(Recorded data)
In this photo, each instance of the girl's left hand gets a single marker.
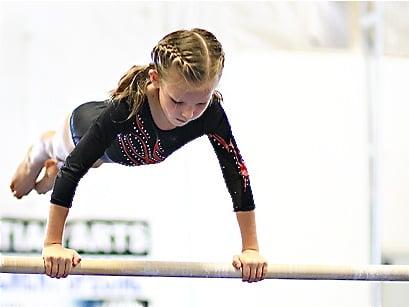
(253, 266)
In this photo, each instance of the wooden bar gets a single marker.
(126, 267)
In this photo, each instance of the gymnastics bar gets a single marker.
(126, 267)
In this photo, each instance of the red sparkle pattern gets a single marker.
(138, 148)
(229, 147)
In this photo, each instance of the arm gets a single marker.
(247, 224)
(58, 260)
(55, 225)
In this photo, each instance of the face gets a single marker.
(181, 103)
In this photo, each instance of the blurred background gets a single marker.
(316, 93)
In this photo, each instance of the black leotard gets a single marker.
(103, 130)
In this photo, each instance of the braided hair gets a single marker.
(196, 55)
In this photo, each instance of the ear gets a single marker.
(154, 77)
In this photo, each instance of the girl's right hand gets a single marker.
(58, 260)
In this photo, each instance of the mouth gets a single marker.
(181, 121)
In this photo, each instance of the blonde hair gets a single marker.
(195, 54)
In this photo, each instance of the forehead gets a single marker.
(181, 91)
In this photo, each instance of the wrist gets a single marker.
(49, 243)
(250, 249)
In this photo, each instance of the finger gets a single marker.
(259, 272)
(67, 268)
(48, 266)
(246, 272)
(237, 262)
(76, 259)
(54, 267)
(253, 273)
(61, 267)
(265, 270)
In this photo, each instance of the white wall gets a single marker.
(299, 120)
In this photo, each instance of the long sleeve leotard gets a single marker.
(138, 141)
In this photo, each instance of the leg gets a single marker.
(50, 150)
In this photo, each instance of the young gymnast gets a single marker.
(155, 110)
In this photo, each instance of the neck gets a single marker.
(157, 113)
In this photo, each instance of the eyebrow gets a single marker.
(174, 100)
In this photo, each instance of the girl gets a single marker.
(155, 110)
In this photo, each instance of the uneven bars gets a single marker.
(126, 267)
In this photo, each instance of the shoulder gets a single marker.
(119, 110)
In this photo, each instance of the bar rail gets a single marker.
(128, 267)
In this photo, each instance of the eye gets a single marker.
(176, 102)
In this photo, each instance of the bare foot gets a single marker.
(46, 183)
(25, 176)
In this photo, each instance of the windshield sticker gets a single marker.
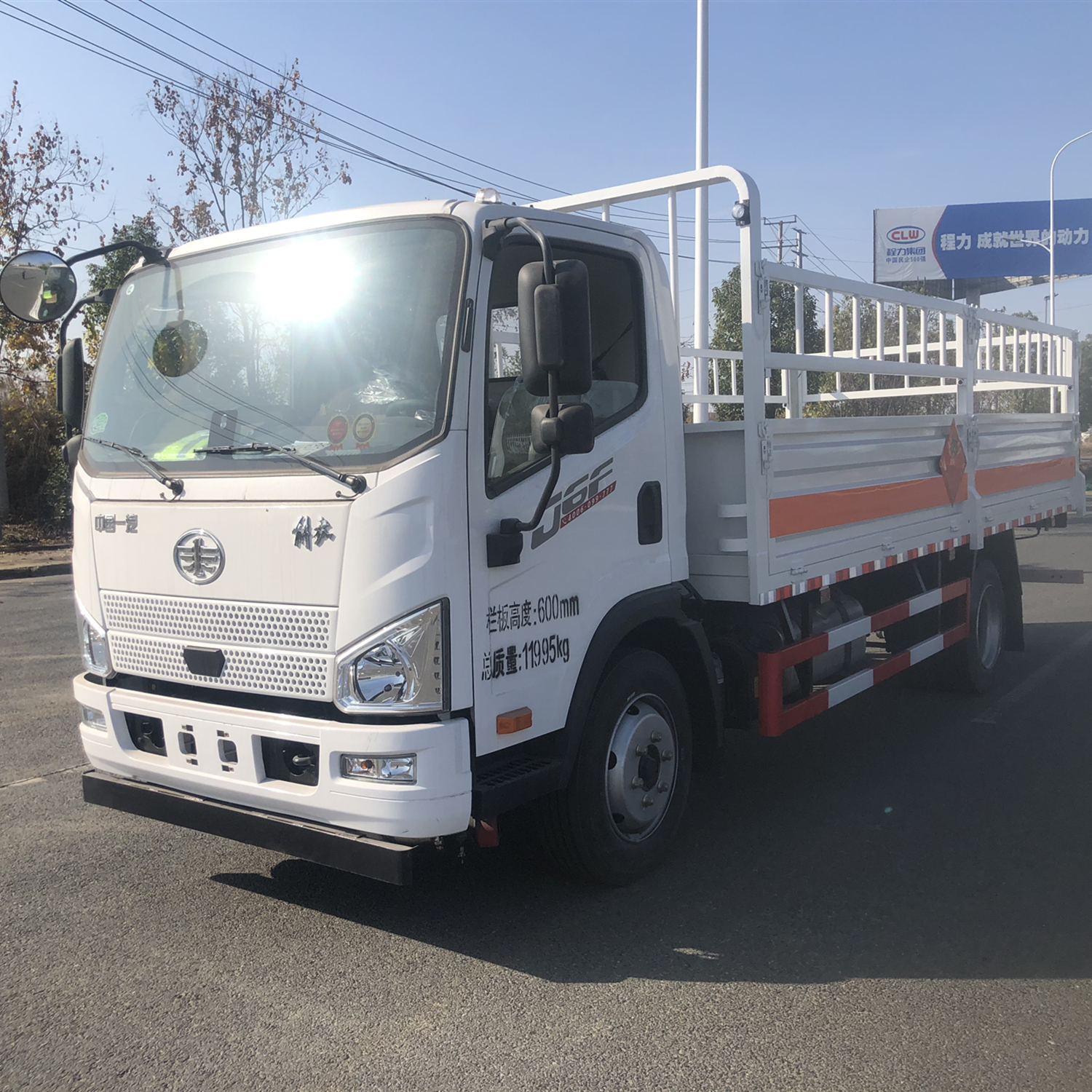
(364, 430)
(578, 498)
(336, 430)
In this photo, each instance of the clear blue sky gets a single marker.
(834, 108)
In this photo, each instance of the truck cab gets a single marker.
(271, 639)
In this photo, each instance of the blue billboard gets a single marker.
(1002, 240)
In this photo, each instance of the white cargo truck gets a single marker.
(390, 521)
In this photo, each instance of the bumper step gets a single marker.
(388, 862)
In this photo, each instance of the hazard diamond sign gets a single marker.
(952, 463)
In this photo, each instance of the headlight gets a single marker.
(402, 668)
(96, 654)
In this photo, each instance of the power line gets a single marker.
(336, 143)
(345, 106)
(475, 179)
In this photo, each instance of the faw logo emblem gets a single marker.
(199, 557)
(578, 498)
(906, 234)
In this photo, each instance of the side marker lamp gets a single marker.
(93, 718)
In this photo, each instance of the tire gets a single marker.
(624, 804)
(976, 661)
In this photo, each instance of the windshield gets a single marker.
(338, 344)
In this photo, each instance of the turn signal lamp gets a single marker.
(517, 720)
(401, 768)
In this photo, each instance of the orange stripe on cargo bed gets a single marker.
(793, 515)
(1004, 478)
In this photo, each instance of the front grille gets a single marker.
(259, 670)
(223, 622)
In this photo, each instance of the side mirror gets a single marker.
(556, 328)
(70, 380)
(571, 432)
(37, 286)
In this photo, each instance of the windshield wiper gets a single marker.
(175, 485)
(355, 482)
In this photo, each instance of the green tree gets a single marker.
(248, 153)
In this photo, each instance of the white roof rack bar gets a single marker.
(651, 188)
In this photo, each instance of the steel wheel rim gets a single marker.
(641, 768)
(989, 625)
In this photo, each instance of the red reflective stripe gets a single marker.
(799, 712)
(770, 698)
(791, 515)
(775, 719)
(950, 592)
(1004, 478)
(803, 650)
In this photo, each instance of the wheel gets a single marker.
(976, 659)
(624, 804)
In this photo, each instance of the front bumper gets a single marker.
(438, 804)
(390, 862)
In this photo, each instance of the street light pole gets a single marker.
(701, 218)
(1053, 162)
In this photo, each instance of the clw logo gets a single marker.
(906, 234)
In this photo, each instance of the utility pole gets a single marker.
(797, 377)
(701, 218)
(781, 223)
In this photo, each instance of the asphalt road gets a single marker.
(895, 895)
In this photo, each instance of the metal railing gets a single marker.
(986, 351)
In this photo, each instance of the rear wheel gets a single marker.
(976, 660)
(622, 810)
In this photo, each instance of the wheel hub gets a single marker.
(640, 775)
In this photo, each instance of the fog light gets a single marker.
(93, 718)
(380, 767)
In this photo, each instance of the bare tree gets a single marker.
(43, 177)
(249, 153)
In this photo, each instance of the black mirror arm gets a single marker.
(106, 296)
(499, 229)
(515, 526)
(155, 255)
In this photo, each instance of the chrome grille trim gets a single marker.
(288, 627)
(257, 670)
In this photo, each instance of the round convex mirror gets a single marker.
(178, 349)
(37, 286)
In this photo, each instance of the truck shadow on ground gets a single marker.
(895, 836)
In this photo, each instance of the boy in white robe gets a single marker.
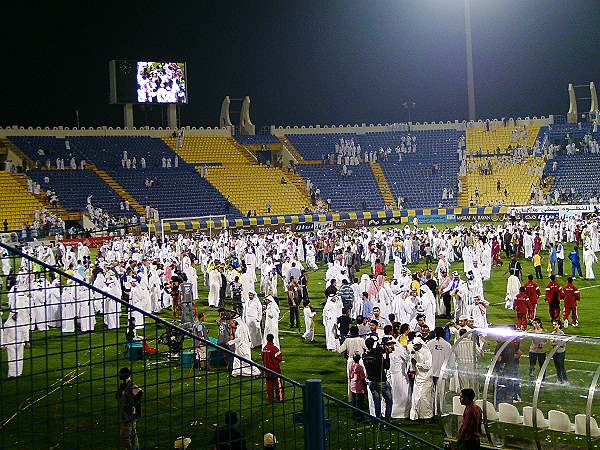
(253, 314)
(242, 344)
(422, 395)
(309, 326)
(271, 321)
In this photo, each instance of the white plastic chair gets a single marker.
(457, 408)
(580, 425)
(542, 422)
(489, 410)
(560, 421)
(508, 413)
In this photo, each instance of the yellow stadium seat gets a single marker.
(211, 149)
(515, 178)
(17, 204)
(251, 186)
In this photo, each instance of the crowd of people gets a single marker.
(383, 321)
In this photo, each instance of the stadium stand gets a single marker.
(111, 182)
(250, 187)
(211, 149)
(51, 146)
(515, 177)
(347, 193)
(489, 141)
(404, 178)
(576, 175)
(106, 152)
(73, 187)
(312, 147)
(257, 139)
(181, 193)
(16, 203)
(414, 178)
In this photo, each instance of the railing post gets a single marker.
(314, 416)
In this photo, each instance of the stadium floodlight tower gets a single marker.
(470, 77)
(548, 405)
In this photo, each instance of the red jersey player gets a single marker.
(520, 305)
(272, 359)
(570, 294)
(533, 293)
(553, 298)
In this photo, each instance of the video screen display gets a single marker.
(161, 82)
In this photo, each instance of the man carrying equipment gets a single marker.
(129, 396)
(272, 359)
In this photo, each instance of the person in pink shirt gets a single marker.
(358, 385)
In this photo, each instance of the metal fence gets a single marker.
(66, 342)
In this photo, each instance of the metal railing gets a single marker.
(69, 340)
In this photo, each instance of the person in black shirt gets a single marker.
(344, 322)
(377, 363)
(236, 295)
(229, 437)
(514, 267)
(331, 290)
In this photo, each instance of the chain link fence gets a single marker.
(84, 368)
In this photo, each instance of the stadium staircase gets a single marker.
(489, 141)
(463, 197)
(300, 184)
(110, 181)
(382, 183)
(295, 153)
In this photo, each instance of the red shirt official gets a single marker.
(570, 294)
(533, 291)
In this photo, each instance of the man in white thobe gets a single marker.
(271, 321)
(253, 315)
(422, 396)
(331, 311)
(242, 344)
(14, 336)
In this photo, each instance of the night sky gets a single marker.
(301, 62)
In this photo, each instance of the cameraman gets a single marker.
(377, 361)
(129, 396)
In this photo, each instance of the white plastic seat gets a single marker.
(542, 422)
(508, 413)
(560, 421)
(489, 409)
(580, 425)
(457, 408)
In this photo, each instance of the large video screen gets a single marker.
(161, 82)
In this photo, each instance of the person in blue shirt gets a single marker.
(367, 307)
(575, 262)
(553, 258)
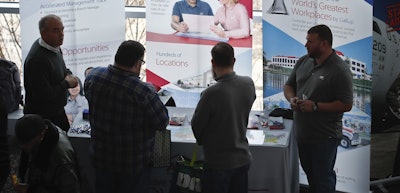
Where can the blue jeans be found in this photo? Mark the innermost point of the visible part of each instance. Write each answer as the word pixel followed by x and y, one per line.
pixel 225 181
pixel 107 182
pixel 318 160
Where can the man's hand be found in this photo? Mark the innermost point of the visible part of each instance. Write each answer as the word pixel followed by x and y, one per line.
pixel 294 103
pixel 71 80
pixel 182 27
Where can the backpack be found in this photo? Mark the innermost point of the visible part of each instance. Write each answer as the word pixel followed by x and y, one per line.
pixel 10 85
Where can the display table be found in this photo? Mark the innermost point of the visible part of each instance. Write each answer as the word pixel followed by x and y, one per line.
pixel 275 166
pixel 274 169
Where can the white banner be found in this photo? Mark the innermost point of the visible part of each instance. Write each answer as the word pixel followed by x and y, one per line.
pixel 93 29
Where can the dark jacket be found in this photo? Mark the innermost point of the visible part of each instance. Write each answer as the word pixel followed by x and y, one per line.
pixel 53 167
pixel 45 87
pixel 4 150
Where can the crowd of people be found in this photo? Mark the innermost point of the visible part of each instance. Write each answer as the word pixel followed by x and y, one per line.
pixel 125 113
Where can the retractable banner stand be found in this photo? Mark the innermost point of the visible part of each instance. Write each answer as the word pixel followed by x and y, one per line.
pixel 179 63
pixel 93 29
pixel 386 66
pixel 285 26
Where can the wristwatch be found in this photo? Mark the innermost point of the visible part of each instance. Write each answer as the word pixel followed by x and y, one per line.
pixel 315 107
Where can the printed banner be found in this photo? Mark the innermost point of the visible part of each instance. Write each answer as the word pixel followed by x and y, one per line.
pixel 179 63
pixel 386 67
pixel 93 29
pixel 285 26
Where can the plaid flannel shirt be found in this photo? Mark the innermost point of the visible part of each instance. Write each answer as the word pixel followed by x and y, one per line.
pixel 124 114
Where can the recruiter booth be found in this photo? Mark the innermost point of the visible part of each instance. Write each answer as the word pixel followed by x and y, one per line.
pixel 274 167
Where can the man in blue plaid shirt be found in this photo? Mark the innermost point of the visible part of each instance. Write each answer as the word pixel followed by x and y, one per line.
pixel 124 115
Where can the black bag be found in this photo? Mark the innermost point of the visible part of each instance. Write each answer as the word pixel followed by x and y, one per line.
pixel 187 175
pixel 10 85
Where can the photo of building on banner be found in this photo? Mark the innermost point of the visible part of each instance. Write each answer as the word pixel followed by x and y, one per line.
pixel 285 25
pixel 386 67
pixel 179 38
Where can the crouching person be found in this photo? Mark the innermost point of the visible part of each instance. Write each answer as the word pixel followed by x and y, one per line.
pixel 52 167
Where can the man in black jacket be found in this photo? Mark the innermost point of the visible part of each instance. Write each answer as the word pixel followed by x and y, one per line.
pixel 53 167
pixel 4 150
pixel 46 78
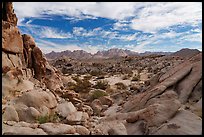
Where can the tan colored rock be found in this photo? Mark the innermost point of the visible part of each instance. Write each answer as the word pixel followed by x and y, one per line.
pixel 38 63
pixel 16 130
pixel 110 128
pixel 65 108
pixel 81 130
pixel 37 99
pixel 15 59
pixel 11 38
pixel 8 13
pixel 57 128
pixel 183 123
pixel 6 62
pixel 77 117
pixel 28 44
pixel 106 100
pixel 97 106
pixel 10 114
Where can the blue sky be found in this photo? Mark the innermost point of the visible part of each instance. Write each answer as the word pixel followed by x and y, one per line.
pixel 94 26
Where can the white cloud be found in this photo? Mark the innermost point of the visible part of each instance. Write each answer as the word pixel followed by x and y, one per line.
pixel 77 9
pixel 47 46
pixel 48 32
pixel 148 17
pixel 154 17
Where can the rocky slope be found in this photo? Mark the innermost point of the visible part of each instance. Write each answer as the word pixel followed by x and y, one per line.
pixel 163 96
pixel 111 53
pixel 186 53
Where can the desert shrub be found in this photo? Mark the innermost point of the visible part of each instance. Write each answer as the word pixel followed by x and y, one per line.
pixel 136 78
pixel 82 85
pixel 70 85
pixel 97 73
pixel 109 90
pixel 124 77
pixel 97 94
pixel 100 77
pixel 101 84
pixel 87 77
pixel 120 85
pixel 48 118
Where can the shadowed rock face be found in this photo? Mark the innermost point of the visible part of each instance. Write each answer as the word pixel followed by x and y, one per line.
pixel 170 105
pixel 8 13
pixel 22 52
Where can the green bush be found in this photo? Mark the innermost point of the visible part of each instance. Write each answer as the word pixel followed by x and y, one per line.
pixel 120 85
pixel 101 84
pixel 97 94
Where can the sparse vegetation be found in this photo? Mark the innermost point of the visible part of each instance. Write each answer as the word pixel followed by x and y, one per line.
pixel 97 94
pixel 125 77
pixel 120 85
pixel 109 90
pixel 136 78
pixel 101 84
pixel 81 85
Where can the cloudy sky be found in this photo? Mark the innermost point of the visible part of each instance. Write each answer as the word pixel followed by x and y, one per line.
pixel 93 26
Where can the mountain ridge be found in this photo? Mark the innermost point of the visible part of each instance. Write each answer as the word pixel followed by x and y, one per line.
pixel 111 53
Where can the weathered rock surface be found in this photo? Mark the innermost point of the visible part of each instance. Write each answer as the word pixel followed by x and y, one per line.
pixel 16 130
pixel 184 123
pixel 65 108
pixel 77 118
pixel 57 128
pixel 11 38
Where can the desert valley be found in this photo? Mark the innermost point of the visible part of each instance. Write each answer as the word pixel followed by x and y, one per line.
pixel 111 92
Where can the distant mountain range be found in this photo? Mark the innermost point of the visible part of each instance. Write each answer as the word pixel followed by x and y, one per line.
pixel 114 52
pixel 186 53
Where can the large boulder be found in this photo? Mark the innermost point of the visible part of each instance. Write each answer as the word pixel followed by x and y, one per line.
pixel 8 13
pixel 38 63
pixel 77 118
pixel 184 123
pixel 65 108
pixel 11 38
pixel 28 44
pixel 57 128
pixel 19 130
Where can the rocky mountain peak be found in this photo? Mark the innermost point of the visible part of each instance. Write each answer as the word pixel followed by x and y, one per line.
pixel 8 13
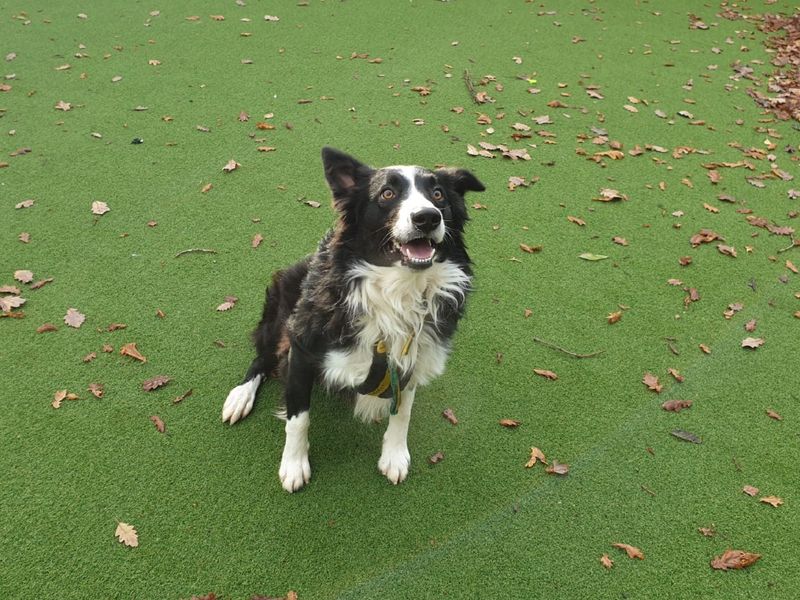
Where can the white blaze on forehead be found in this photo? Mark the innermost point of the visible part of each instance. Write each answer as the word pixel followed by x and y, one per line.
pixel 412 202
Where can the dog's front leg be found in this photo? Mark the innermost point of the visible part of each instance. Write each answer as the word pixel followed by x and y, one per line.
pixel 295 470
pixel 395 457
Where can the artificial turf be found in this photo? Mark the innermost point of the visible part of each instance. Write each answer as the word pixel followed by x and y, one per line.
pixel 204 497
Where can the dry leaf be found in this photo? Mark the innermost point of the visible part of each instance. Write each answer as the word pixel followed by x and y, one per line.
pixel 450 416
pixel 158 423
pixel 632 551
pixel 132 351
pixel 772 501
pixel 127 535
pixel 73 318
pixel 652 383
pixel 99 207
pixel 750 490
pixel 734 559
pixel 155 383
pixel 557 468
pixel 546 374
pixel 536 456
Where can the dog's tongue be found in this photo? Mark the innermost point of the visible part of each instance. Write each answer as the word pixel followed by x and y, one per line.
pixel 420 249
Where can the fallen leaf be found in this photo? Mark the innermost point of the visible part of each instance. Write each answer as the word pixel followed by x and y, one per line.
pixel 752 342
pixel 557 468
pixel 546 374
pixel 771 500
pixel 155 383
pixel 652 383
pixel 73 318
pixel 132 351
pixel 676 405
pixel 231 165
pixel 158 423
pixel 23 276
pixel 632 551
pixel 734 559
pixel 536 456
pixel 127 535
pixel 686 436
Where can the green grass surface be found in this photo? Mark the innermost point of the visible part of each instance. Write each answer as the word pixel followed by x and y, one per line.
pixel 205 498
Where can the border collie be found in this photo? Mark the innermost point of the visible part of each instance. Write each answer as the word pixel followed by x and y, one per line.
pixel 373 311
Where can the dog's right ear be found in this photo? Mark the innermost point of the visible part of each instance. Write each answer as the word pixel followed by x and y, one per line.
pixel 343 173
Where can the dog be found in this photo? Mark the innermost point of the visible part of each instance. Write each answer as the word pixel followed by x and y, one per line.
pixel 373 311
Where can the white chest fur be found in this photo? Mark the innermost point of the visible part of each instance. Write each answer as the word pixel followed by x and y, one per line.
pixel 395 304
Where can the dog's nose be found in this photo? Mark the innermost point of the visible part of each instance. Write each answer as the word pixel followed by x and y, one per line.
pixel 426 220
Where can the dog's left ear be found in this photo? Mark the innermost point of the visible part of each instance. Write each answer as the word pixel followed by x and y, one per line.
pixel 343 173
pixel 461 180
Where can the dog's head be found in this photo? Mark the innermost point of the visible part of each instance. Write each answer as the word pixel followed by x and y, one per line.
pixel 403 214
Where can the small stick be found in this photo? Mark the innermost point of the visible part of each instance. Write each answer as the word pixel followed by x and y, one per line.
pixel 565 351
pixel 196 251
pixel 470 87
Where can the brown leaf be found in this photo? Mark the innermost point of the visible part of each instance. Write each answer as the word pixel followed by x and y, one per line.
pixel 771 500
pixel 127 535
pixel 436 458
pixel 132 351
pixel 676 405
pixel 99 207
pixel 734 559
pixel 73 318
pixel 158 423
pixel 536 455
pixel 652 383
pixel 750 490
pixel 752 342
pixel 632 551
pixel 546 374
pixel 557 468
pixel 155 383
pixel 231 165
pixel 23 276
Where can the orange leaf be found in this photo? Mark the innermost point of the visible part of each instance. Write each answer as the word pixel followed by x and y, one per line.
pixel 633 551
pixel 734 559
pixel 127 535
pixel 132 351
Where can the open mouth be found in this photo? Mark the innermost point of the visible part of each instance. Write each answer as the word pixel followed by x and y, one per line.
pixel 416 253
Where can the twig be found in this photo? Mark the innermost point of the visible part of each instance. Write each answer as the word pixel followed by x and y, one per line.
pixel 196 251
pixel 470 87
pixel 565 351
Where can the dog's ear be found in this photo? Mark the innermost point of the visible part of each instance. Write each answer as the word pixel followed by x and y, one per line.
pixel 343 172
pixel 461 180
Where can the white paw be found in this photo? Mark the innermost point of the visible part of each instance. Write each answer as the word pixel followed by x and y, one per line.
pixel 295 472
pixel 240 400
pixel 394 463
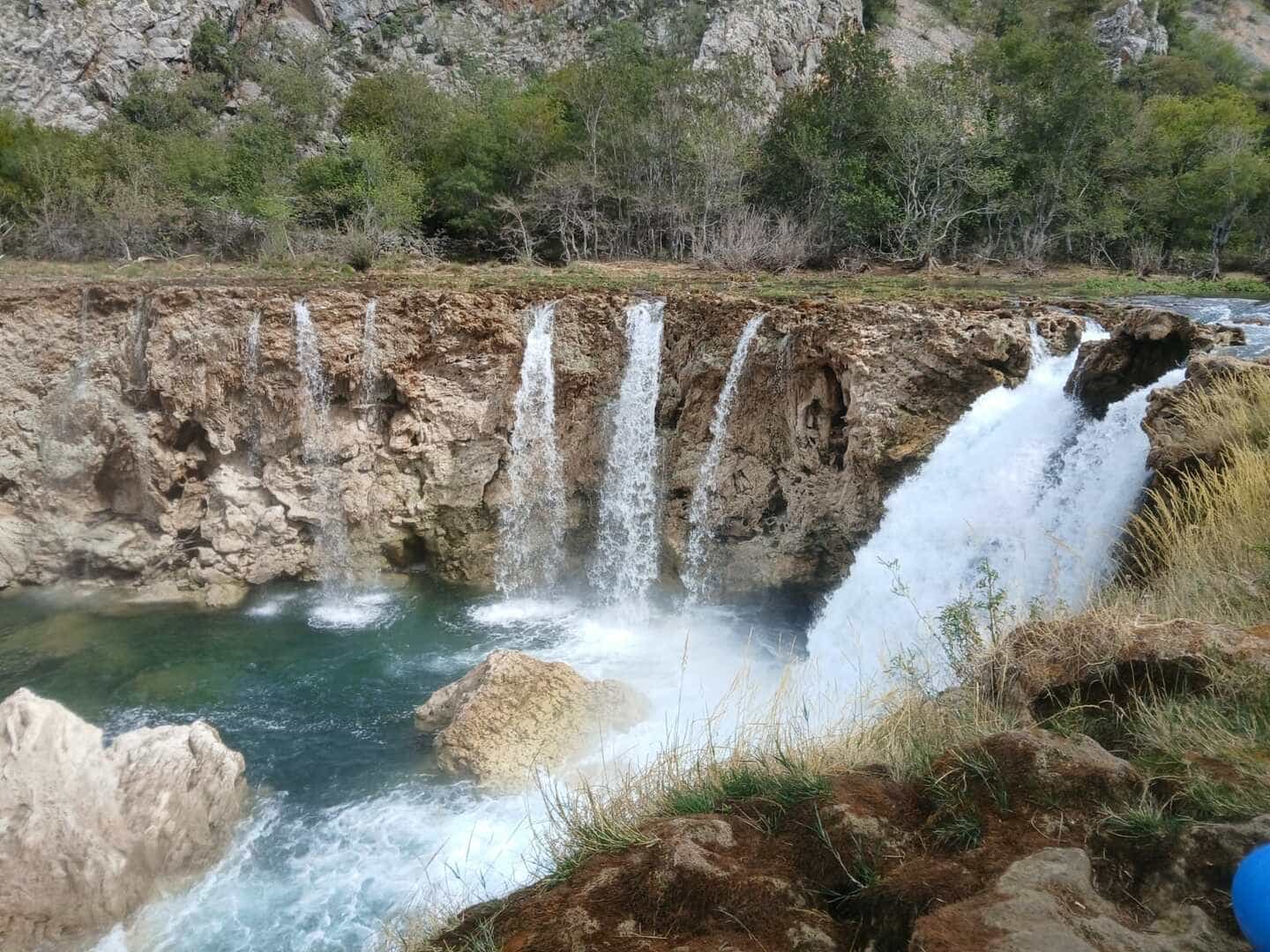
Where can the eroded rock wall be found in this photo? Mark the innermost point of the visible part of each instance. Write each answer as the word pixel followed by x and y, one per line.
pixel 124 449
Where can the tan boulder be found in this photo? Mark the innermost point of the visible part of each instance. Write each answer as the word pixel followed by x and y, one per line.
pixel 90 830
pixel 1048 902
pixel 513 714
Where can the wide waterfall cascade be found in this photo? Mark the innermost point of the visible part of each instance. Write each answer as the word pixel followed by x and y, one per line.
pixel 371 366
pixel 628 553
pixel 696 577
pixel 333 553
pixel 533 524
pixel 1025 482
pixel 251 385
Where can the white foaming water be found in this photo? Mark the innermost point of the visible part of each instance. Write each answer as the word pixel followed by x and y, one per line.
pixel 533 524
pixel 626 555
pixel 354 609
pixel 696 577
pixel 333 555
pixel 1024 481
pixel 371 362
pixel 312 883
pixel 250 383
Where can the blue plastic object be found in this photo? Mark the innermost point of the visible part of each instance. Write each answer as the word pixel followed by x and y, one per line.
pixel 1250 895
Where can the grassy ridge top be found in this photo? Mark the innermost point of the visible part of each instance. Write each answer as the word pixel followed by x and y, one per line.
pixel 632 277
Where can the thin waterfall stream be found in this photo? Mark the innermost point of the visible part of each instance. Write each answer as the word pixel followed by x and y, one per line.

What needs to be done: Can you reproduce, word for word, the records above from the line containing "Where can the tan boulder" through the end of the records, including that first line and the final one?

Solution to this problem:
Where can the tan boulder be found in this photo? Mark the innermost point of the visible part of each instance. Write each answer as the word pixel followed by x and y, one per line.
pixel 90 830
pixel 1048 902
pixel 513 714
Where can the wide waterfall cascade be found in this photo? Mark the innermost point of the visible part of each instance. Write each answer as the word pixel followed by x and y, one per line.
pixel 371 366
pixel 628 553
pixel 696 577
pixel 333 553
pixel 533 524
pixel 1025 482
pixel 251 385
Where can the white foaming water be found in this photo? Mark the innermost point of the visible part of each instance. Write each answer as the word pixel followed by x and y, one per line.
pixel 533 524
pixel 626 555
pixel 354 609
pixel 696 577
pixel 333 555
pixel 1024 481
pixel 371 362
pixel 312 883
pixel 250 383
Where can the blue plastic object be found in this photo? Mark the innermost point of the visible part of each instance. Write each answer as the word pixel followed by x and y, one per line.
pixel 1250 895
Where can the grassy ridge top be found in this photo? Mark the innermost point of the visible part of each instance. Write each answer as the word pixel followed by x and y, one per line.
pixel 632 277
Where can the thin waterfall stream be found in this photo? Mark the innermost point of the visible part of each instance. Write each answer as the word pixel followed by x and y, one per line.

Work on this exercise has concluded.